▶ **Extracted text**:
BEGIN
It’s been nine years since my first experience worshiping in a place where I didn’t speak the language. At that time, when I was in the village of Kediri, Indonesia, my host encouarged me to spend the service in prayer for the community and people around me as a way to participate in worship with the sisters and brothers I had gathered with, but couldn’t understand.
In the years since then, I’ve joined a variety of communities and participated in worship services that run the gamut from low-key Emergent Church gatherings that bring children and adults together around the table, to high church Episcopal services with a thousand people in a cavernous cathedral equipped with multiple pipe organs, to passionate Pentecostal worship with impromptu calls to prayer and glossolalia. Joining brothers and sisters from different streams of the Christian tradition is a healthy task that reveals my own cultural blinders and reminds me that worship is not just about me and my community, but about the God who knits our lives together.
This morning, we travelled into downtown Managua to worship at Primera Iglesias Bautista de Managua — the church where Gustavo Parajón served as pastor for decades until his retirement. (Gustavo is the father of David Parajón, who founded AMOS Salud & Esperanza where we have been working this week. Gustavo was also a respected physician, pastor and peacemaker whose wisdom was sought by many up until his death in 2011.)
The service had just begun when we arrived and filed upstairs to the balcony, where David could translate for us without causing too much of a distraction for the rest of the congregation. The church is without a permanent pastor now, so the sermon was delivered by a guest preacher who serves as a missionary and professor in the area. David gave us a live translation during the service so that we could get the gist of the message, but I know enough about preaching to assume that a significant amount of nuance inevitably gets lost in translation. The scripture sticks with me though. It’s from 2 Peter:
We have a most reliable prophetic word, and you would do well to pay attention to it, just as you would to a lamp shining in a dark place, until the day dawns and the morning star rises in your hearts.
END
(Data items)
BEGIN
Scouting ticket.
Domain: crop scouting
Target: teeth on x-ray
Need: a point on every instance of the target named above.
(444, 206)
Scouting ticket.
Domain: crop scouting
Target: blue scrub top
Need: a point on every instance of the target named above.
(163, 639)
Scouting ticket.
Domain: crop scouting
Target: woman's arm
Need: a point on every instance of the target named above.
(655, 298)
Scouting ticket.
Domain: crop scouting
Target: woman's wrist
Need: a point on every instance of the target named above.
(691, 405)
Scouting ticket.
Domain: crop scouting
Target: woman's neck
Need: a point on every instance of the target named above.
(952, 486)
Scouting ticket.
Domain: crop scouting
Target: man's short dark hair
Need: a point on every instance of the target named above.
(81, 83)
END
▶ **Exercise**: Summarize the reflection on worship at the top of the page in three sentences.

▶ **Answer to the problem**: Nine years after first worshiping in a language they didn't speak, in Kediri, Indonesia, the writer has joined services across many streams of the Christian tradition and sees this as a healthy task that reveals their own cultural blinders. This morning the group worshiped at Primera Iglesias Bautista de Managua, where Gustavo Parajón served as pastor for decades, and sat in the balcony so that his son David could translate. A guest preacher gave the sermon, and though the writer assumes much nuance was lost in translation, the scripture from 2 Peter stays with them.